## Instrucciones:
A - Reproduce al pie de la letra el pasaje del relato sobre Francisca que va de "Francisca hace una" a "saco de piñas.", ambos incluidos.
B - Enumera todos los nombres propios de persona que aparecen en el relato sobre Francisca.
C - Prosigue el relato sobre Francisca a partir de su última oración.

## Fragmento del texto:

= = = = = = =

Francisca hace una pausa. No siempre los consejos médicos son buenos de seguir y en este caso, habría que ponerse en la piel de esta mujer. Comprender la dura realidad de su vida.
—“No tiene que llorar más, ni por usted ni por nadie. No se lo pusieron fácil Francisca”. Claro que no. ¡Cuánto tengo llorado por los caminos. Se podían regar los montes y los caminos con mis lágrimas.
Vivir con la venta de un saco de piñas.
La protagonista de esta historia quedó viuda con treinta y cinco años. Seis hijos y  el cielo y la tierra como único sustento.
—Trabajé en todo honradamente para criar los hijos. Pero escúchame nena, se me murió el marido, quede completamente sola con seis criaturas, sin seguro, sin una peseta. Solo un saco de piñas que iba a buscar al monte. Lo vendía en dos pesetas. Sacaba arena y la vendía también. Con eso iba tirando. Pero cuando llega una desgracia, nunca viene sola. A los dos meses de morir el padre, muere Paquita de difteria. Tenía dos años y en veinticuatro horas la llevó. Pero la desgracia no acabara. A los cuatro meses muere Toñin con cuatro años. Tres muertes en nada de tiempo. ¡Ay la mi vida! Nadie que no lo haya sufrido se lo puede figurar, y a seguir luchando, madrugando. En cuanto aclaraba el día iba para el monte. Si no había piñas, no había pan, ni ninguna cosa que llevar a la boca.

= = = = = = =

## Registros mostrados:
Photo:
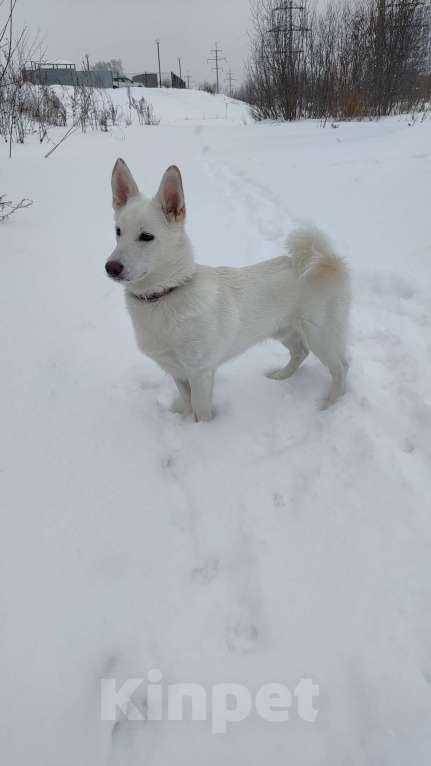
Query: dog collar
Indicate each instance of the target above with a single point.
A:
(153, 297)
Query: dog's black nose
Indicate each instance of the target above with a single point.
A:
(114, 268)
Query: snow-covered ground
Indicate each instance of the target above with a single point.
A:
(275, 543)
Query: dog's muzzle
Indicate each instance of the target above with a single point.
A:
(114, 269)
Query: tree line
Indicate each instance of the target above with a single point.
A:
(346, 60)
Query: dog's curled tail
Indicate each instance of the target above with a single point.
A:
(313, 255)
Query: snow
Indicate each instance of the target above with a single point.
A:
(275, 543)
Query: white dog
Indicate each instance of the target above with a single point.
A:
(191, 318)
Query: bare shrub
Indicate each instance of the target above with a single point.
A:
(7, 207)
(348, 59)
(144, 111)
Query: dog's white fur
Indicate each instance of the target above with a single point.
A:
(301, 299)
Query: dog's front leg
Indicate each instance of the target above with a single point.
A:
(202, 385)
(182, 404)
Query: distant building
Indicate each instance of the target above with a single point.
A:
(65, 73)
(148, 79)
(177, 82)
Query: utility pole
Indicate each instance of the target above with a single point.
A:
(217, 58)
(289, 33)
(158, 56)
(230, 79)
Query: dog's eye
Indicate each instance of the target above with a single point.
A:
(144, 237)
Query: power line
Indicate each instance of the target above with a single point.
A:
(288, 24)
(230, 78)
(217, 58)
(158, 56)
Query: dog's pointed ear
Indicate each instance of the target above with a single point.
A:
(123, 185)
(171, 195)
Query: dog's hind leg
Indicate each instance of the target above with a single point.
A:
(182, 404)
(329, 346)
(298, 352)
(202, 385)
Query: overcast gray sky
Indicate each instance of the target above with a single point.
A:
(127, 29)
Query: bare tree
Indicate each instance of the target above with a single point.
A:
(348, 59)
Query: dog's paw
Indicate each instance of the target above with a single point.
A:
(179, 407)
(276, 374)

= = = = = = =

## Resultados:
A -
Francisca hace una pausa. No siempre los consejos médicos son buenos de seguir y en este caso, habría que ponerse en la piel de esta mujer. Comprender la dura realidad de su vida.
—“No tiene que llorar más, ni por usted ni por nadie. No se lo pusieron fácil Francisca”. Claro que no. ¡Cuánto tengo llorado por los caminos. Se podían regar los montes y los caminos con mis lágrimas.
Vivir con la venta de un saco de piñas.

B - Francisca, Paquita, Toñin

C -
—¿Cómo cogía las piñas Francisca?
Las tiraba con un gancho. Un palo, un gancho en la punta y las tiraba desde el suelo.. Valían poco, pero si me iba a ganar el jornal, me pagaban una peseta por todo un  día de trabajo. Era todo una miseria. Después de llenar el saco de piñas, me sentaba en el suelo a llorar, a llorar. Porque era muy triste, estaba tan sola, sin nadie que me echara una mano…Pero ¿Estás escribiendo la mi vida?
—Con su permiso, Francisca. Sus vivencias son únicas, no se pueden perder. Sobre todo vista desde ahora. El comprobar que, a pesar de todas las adversidades, ha sobrevivido a tanta calamidad. La lucha diaria tenía que ser terrible.
—No lo sabes bien. Más tarde vino una orden para todos los que no teníamos seguro, si queríamos pagar el subsidio de vejez. Porque cuando se me murió el marido, no había nada. Mira a mí me llama Mario Ron y me dice: ¿Quieres pagar para la vejez Francisca? Yo, sin pensar contesté “Si, aunque tenga que pedir”.
Cinco duros cada tres meses.
Era un capital. Pero está demostrado que puede más el querer que el poder. Tampoco tengo la menor duda de la personalidad de Francisca.
—Pagué el seguro, crié los hijos .Cuanto trabajé! A veces me decía Mario Ron: “Francisca no te quedes sin dinero para comprar pan a los tuyos. Lleva el recibo y lo pagas cuando te venga bien” ...¡Ay, no! Cobra que ya me arreglaré.
—Ese hombre fue considerado con usted, Francisca.
Mario fue todo un caballero.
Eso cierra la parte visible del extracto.